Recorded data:
——————
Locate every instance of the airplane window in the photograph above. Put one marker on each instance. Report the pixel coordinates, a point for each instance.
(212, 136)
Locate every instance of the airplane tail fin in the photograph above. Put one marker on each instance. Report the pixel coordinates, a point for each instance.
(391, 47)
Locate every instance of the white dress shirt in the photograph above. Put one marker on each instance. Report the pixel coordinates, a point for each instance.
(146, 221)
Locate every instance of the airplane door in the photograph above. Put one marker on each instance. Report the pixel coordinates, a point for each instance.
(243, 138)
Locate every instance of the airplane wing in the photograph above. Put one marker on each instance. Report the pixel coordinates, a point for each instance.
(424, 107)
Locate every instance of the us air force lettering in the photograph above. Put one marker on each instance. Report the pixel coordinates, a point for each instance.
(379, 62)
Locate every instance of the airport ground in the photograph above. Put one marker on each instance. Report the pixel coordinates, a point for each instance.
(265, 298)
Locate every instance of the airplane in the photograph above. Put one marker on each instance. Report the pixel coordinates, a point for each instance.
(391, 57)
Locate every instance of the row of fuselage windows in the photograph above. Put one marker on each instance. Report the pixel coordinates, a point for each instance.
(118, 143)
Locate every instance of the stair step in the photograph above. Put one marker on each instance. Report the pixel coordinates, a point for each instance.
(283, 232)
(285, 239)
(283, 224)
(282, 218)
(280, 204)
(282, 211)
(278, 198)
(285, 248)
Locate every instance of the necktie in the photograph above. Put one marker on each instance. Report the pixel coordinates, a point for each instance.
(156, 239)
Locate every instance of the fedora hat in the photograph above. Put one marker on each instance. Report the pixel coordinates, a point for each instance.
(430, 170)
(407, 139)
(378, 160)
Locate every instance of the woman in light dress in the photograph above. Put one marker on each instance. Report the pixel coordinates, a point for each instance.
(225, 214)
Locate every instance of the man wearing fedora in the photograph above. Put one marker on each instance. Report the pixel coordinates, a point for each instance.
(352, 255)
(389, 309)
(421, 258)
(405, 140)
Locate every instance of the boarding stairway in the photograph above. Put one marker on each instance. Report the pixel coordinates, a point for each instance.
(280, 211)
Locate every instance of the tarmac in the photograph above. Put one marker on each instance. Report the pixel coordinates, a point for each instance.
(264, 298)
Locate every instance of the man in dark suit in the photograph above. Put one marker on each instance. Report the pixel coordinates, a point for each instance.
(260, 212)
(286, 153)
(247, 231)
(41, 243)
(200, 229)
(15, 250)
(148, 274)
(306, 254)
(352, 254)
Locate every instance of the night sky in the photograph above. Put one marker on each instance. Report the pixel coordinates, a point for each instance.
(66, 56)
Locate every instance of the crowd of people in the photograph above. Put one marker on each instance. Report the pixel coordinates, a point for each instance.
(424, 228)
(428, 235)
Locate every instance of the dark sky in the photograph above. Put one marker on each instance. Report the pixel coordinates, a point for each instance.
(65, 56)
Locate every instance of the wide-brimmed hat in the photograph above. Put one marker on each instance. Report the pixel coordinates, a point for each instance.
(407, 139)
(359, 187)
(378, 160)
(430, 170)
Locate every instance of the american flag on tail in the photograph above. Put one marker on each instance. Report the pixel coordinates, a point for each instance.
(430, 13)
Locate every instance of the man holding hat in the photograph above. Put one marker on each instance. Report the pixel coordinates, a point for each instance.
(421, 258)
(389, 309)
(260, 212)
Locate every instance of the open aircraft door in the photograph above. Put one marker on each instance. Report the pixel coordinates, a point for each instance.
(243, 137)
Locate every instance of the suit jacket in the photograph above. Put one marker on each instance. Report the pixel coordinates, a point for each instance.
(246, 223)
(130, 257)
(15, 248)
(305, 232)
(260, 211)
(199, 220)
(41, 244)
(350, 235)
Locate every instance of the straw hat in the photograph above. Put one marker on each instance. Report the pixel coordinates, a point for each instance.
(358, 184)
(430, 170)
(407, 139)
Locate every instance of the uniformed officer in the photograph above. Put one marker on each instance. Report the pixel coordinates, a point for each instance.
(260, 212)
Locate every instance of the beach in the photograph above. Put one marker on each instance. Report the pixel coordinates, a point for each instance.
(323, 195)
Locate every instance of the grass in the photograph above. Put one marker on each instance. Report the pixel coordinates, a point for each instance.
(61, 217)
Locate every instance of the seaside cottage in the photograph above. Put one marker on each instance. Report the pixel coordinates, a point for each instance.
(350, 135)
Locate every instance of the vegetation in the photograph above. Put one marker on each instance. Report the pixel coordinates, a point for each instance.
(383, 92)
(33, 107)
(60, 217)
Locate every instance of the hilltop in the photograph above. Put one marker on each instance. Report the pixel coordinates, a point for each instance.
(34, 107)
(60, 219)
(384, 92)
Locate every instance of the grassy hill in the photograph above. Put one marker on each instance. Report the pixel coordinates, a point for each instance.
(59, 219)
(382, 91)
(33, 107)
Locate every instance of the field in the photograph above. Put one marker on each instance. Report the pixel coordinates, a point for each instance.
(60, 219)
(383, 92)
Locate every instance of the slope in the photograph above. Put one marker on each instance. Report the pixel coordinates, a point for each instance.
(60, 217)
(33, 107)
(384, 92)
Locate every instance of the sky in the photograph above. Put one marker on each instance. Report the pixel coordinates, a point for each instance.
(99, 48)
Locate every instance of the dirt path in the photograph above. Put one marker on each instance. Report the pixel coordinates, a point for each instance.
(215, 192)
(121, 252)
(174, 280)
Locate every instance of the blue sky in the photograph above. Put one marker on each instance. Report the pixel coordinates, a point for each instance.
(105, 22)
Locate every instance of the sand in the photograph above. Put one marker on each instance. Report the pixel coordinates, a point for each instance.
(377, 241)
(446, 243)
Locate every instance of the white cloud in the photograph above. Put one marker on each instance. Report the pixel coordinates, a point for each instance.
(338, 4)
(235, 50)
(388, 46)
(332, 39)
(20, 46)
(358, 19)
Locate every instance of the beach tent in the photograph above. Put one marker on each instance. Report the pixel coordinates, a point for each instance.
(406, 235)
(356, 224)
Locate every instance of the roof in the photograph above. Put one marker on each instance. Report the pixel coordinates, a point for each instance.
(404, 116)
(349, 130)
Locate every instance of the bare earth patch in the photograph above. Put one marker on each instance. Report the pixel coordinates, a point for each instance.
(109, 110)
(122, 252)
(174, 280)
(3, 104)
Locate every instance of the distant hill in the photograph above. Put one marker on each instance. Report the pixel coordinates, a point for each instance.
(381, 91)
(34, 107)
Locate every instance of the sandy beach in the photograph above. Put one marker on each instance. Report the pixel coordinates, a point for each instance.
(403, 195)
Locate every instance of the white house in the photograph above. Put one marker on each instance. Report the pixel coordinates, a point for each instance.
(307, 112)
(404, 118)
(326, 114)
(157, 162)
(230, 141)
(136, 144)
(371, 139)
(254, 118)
——————
▶ **What you are asked to do**
Render all of the recorded data above as a numbered list, omitting any blank lines.

▶ **Correct output**
1. Locate every instance of the airplane window in the photograph above. Put one marker on each instance. Report the pixel coordinates, a point for each instance.
2. (212, 136)
3. Locate every instance of the airplane tail fin in the photograph above. Put one marker on each instance. Report the pixel coordinates, a point for each instance.
4. (391, 47)
5. Locate every instance of the white dress shirt in the photograph above. Put one marker on each instance. Report the pixel coordinates, a point for each instance.
6. (146, 221)
7. Locate every instance of the airplane door in the photograph above. Put one marker on each instance. Report the pixel coordinates, a point for each instance.
8. (243, 138)
9. Locate every instance of the airplane wing in the photograph above. Put one marker on each instance. Report the pixel coordinates, a point for each instance.
10. (424, 107)
11. Locate every instance of the us air force lettering in the photograph above. Put one marker on each instance. Report the pixel coordinates, a point for each instance.
12. (379, 62)
13. Locate every instance of the airport ground in the photograph above. Put one marker on each instance. Report the pixel coordinates, a point for each instance.
14. (265, 298)
15. Locate every instance of the airplane in the photograph above. Put one marker on each instance. Report the pixel coordinates, a point for each instance.
16. (391, 57)
17. Locate every instance of the row of fuselage windows in the photograph above. Put one marker on each instance. Report the pixel coordinates, a point for each instance.
18. (118, 143)
19. Locate every instance of the stair step in the photograph above. Put one marker on each instance. Report the pixel coordinates, a point for each instance.
20. (283, 232)
21. (285, 239)
22. (283, 224)
23. (282, 218)
24. (280, 204)
25. (282, 211)
26. (278, 198)
27. (285, 248)
28. Locate every instance of the necktie in the photograph above. Put one marker on each instance. Report the pixel coordinates, a point for each instance.
29. (156, 239)
30. Locate every instance of the fedora hat in the photograph above. Put one marker on each instance. Report the pixel coordinates, a point for each instance.
31. (430, 170)
32. (407, 139)
33. (378, 160)
34. Locate every instance of the woman in light dress in the photograph above. Put one marker on each instance. Report the pixel coordinates, a point for each instance.
35. (225, 214)
36. Locate every instance of the man wearing fedora in the photograph above. Put one marker on each instance. Report the pixel coordinates, a point for each instance.
37. (352, 255)
38. (389, 309)
39. (421, 258)
40. (405, 140)
41. Locate every instance of the boarding stairway in the photograph above. Put one marker on each instance. Report the pixel coordinates, a point for each instance.
42. (280, 211)
43. Locate every instance of the tarmac in the photograph above. Put one marker on each instance. Report the pixel coordinates, a point for each instance.
44. (264, 298)
45. Locate every instance of the man in dark suit in the photograph above. Put one marker on each instance. Report the pixel coordinates, a point for each instance.
46. (260, 212)
47. (286, 153)
48. (247, 231)
49. (41, 243)
50. (200, 229)
51. (15, 250)
52. (148, 274)
53. (306, 254)
54. (352, 254)
55. Locate every instance of the night sky in the photograph above. Put one marker on each instance. Report the pixel coordinates, a point for each instance.
56. (66, 56)
57. Locate every instance of the crowd of people in the photograph above. Put one marker on each instance. Report the pixel coordinates, a point for each instance.
58. (424, 228)
59. (428, 235)
60. Locate every instance of the dark sky in the photograph above. Put one marker on each instance. Report the pixel coordinates, a point for each instance.
61. (65, 56)
62. Locate every instance of the wide-brimmed hat in the photograph above. Put one marker on each instance. Report the pixel coordinates, a point for each instance.
63. (407, 139)
64. (359, 187)
65. (378, 160)
66. (430, 170)
67. Locate every instance of the american flag on tail in the photograph above. Put one marker on each instance. Report the pixel coordinates, a point for each instance.
68. (430, 13)
69. Locate every instance of the man holding hat in the photograph above. Put one marker on each instance. Report the pixel coordinates, a point for each instance.
70. (421, 258)
71. (389, 309)
72. (260, 212)
73. Locate every instance of the open aircraft door in the photograph above. Put one marker on each instance. Report the pixel coordinates, a point for each instance.
74. (243, 137)
75. Locate every instance of the suit jacket in the photograph above. Put one marker on each instance. Report the pixel coordinates, a point for each instance.
76. (246, 223)
77. (130, 257)
78. (15, 248)
79. (305, 232)
80. (260, 211)
81. (199, 220)
82. (41, 244)
83. (350, 235)
84. Locate every instance of the straw hat in the photograph above. Put one marker on each instance. Report the pixel coordinates, a point for each instance.
85. (358, 184)
86. (430, 170)
87. (407, 139)
88. Locate every instance of the uniformed officer in the photograph above. Put one marker on each instance. Report the pixel coordinates, a point for each instance.
89. (260, 212)
90. Locate every instance of the beach in the photograph above. Put one marker on each instance. Report the pixel coordinates, a point for each instance.
91. (323, 195)
92. Locate every instance of the grass in the photograph above. Put one marker on each instance. Report the pixel coordinates, a point for each instance.
93. (61, 217)
94. Locate every instance of the seaside cottage in the photograph above. Put one marker on each instance. Report the pixel coordinates, a point for each instance.
95. (350, 135)
96. Locate every instance of the vegetation in the photograph above. Put one marker on each instance. Report the pixel coordinates, a point for each instance.
97. (383, 92)
98. (33, 107)
99. (60, 217)
100. Locate every instance of the hilltop in the photograph above. Put one marker on each instance. Report the pixel coordinates, a point for each instance.
101. (34, 107)
102. (60, 219)
103. (384, 92)
104. Locate every instance of the grassy hill in the photograph above. Put one marker on each instance. Report the pixel coordinates, a point for each instance.
105. (59, 219)
106. (382, 91)
107. (33, 107)
108. Locate every instance of the field in the photograph above. Put one marker on each instance. Report the pixel coordinates, a point for each instance.
109. (60, 219)
110. (383, 92)
111. Locate every instance of the slope in the photograph above. Put one marker on each instance. Report the pixel coordinates, a point for each instance.
112. (60, 217)
113. (33, 107)
114. (384, 92)
115. Locate every instance of the sky in the photograph above. Put one marker on each instance. Report the pixel coordinates, a point for each instance.
116. (99, 48)
117. Locate every instance of the dirt path in the photograph above. Put one marker on each instance. Report the pixel coordinates, a point for each instance.
118. (215, 192)
119. (121, 252)
120. (174, 280)
121. Locate every instance of the blue sky in the photograph above. Put one marker on each instance. Report the pixel coordinates, a point for each instance.
122. (105, 22)
123. Locate every instance of the sand in the photograph above. Put one marker on each instance. Report the pixel coordinates, a point for each instance.
124. (377, 241)
125. (446, 243)
126. Locate every instance of the white cloud in the photograph above. Put one marker on each instance. Report the pixel coordinates, a point for each instance.
127. (338, 4)
128. (235, 50)
129. (388, 46)
130. (332, 39)
131. (20, 46)
132. (358, 19)
133. Locate every instance of the beach tent in the photograph above. Put one marker on each instance. Report the pixel coordinates, a point for each instance.
134. (406, 235)
135. (356, 224)
136. Locate every instance of the roof in the photograph above. Put one marker on each instance. Report the pixel coordinates, a point for each instance.
137. (404, 116)
138. (349, 130)
139. Locate every instance of the bare earth patch in the photograph above. Put one marker on each instance. Report the pixel coordinates, a point for each instance.
140. (109, 110)
141. (122, 252)
142. (174, 280)
143. (3, 104)
144. Locate every instance of the distant hill in the photograph above. Put one marker on each instance. Report the pixel coordinates, a point for each instance.
145. (381, 91)
146. (34, 107)
147. Locate every instance of the sandy beach in the photograph above. Put one marker on each instance. Report the pixel coordinates, a point for each instance.
148. (403, 195)
149. Locate every instance of the white house in the photograph above. Put one marker on each instance. Report the pixel coordinates, a point for each instance.
150. (307, 112)
151. (404, 118)
152. (326, 114)
153. (157, 162)
154. (230, 141)
155. (136, 144)
156. (371, 139)
157. (254, 118)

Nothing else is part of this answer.